__DATA TO PROCESS__

»»

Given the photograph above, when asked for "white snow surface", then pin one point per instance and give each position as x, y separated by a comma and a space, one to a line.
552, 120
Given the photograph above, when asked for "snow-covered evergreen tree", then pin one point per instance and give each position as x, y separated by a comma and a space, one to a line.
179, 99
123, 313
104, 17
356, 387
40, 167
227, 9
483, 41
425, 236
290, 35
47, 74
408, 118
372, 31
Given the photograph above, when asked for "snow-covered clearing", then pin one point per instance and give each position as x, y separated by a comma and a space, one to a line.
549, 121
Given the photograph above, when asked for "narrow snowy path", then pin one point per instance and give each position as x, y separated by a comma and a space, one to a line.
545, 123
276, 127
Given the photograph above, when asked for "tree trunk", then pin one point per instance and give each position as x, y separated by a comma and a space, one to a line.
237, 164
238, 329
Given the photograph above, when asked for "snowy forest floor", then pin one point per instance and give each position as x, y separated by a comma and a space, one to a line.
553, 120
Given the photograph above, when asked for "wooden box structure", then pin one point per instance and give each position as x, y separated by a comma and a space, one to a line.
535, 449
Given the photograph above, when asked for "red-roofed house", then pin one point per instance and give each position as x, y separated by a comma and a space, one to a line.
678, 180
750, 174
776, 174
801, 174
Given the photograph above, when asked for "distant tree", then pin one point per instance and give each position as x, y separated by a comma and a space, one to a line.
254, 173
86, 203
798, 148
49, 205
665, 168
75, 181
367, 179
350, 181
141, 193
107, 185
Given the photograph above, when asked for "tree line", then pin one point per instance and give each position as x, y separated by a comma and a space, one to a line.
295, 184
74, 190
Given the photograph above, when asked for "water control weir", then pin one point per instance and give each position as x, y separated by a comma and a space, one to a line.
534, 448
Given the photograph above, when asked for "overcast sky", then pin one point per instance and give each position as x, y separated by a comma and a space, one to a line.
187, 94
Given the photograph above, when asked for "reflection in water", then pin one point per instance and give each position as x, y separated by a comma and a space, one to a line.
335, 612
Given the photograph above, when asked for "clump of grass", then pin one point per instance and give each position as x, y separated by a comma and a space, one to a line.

««

__TASK DIRECTIONS__
Working from the material above, retype it in its entirety without change.

__WORKED SOLUTION__
Given the photograph above, when asked for "white snow surface", then pin one point per instance and give each position as x, y separated by a comma and a space, one to a line.
552, 120
Given the photograph above, when asked for "snow-covered evergreen tree", then pin one point per instance and give each position as x, y separated by a comma and a space, one to a line.
179, 99
123, 313
104, 17
356, 387
40, 167
227, 9
483, 41
425, 236
290, 35
47, 74
408, 118
372, 31
Given the photograph above, when asked for "snow-covered clearing", then pin one point per instance and give each position as x, y separated by a comma and a space, one to a line.
549, 121
Given the photograph above, when asked for "narrow snowy path", then pin one point per instance and give each position as x, y separated by a comma and a space, one to a line.
545, 123
276, 127
Given the photograph above, when asked for "tree trunk", then pin one point per instance and give each position as x, y separated by a comma and a space, one to a line.
237, 164
238, 329
Given the photograph above, when asked for "snowy forest floor", then pin one point per instance and give each position as x, y separated by a comma and a space, one to a line.
553, 120
Given the photograph above, when asked for "wooden box structure", then pin one point per instance and give each position as x, y separated by a comma and a space, one to a line.
535, 449
Given the photograph above, when asked for "red-roofed house", then pin one point per instance and give each position as x, y separated by a comma and a space, one to a line.
678, 180
750, 174
776, 174
801, 174
Given the photograph above, when asked for "distant tree", then pin one point per instance and give each position as x, y separated by a comma and a space, one to a line.
254, 173
86, 203
798, 148
49, 205
665, 168
75, 181
367, 179
350, 181
141, 193
107, 185
Given the photograph above, when asked for "tree line", then pin one point per instance and give each position as x, y separated by a comma and a space, one to a line.
295, 184
74, 190
Given the photograph above, when asked for "water control weir", then pin one point per instance and give each position as x, y separated by a comma and a space, one to a line.
534, 448
Given the photograph above, when asked for "overcast sky", then pin one point per instance and give each position as x, y separated by a comma and a space, one to a line.
187, 94
Given the photograph above, when asked for "reflection in water", then pin one point per instance and give each position as x, y separated by a comma and a space, one to a line.
335, 612
Given the photograph above, when asked for "clump of grass", then pin one point per instance and give each position as x, y separated by a comma and a space, one to a line.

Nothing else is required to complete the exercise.